### EXCERPTED TEXT
— BEGIN —

# Killing Sapling Stumps?



## Islander (Nov 9, 2011)

We're working on clearing the edges of a hay field. Have cut hundreds of small saplings, buckthorn mostly and some ash. Trying to flush cut everything so it can be hayed. After that we're weed wacking the remaining grass to a ditch at the tree line.

What's the best way to treat the stumps so they die and rot quickly? 

I've seen roundup recommended to spray on the stumps. It is that simple, or is there a better way?


----------



## Iustinian (Nov 10, 2011)

Islander said:


> We're working on clearing the edges of a hay field. Have cut hundreds of small saplings, buckthorn mostly and some ash. Trying to flush cut everything so it can be hayed. After that we're weed wacking the remaining grass to a ditch at the tree line.
> 
> What's the best way to treat the stumps so they die and rot quickly?
> 
> I've seen roundup recommended to spray on the stumps. It is that simple, or is there a better way?



If you're doing a clearing job, get a sprayer (and a chemical applicator's license lol) and spray the stumps with the recommended mixture using tordon, pathway, or garlon. They all work, but range in potency in the order I have listed.

— END —

### DATA BLOCK
— BEGIN —

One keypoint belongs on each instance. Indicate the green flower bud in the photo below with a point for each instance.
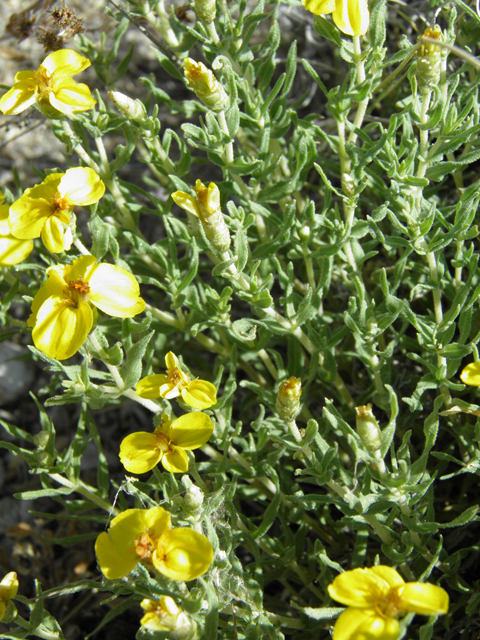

— END —

### OBJECTIVES
- A) Answer these questions about the forum thread on killing sapling stumps, one per line:
(i) Which kind of sapling did the clearing crew cut most?
(ii) What product had the first poster seen recommended for spraying on the stumps?
(iii) Which three chemicals does the reply list for spraying the stumps?
- B) In the forum thread on killing sapling stumps, take the passage starting at "## Islander (Nov" and ending at "(Nov 10, 2011)", and write it out again with "buckthorn" swapped for "sumac".
- C) Resume the forum thread on killing sapling stumps, writing on from its last sentence.

### RESPONSES TO THE EXERCISE
- A)
(i) Buckthorn
(ii) Roundup
(iii) Tordon, pathway, and garlon

- B)
## Islander (Nov 9, 2011)

We're working on clearing the edges of a hay field. Have cut hundreds of small saplings, sumac mostly and some ash. Trying to flush cut everything so it can be hayed. After that we're weed wacking the remaining grass to a ditch at the tree line.

What's the best way to treat the stumps so they die and rot quickly? 

I've seen roundup recommended to spray on the stumps. It is that simple, or is there a better way?


----------



## Iustinian (Nov 10, 2011)

- C)
----------



## ForTheArborist (Nov 10, 2011)

A grubber tool might work or one of the some kind of poke and pry tool like say a prod or shovel. I'd put down the poison, and get an axe. That's just me.


----------



## Bowhunter01 (Nov 10, 2011)

Crossbow herbicide is labeled for stump treatment. It helps to hit them while the cuts are fresh. Good stuff. Mix of triclopyr and 2,4-d I think. I like it, it lays the smack on heavy brush.


----------



## Islander (Nov 10, 2011)

Thanks for the advice. 

Up here in Vermont, there aren't many sources for the herbicides listed. Where do folks usually buy them?

In calling around, everyone says to just use RoundUp Super Concentrate at full strength, brushed on the stump. But I'd really like to spray, and I'm concerned that diluting it enough to be sprayed would reduce the effectiveness.


----------



## Iustinian (Nov 10, 2011)

*crazy but true*



Islander said:


> Thanks for the advice.
> 
> Up here in Vermont, there aren't many sources for the herbicides listed. Where do folks usually buy them?
> 
> In calling around, everyone says to just use RoundUp Super Concentrate at full strength, brushed on the stump. But I'd really like to spray, and I'm concerned that diluting it enough to be sprayed would reduce the effectiveness.



you can actually order Tordon STU stump killer off of Amazon -- shouldnt be, but it is true -- $13/quart. I'm seriously shakin my head over that though. lol


----------



## fdoberman (Nov 10, 2011)

Calcium Chloride is about as cheap and easy as you'll find.

Add cider vinegar if you want a paste you can paint on.

Put it in a plastic dishsoap bottle and give each stump a squirt.


----------



## David (saltas) (Nov 11, 2011)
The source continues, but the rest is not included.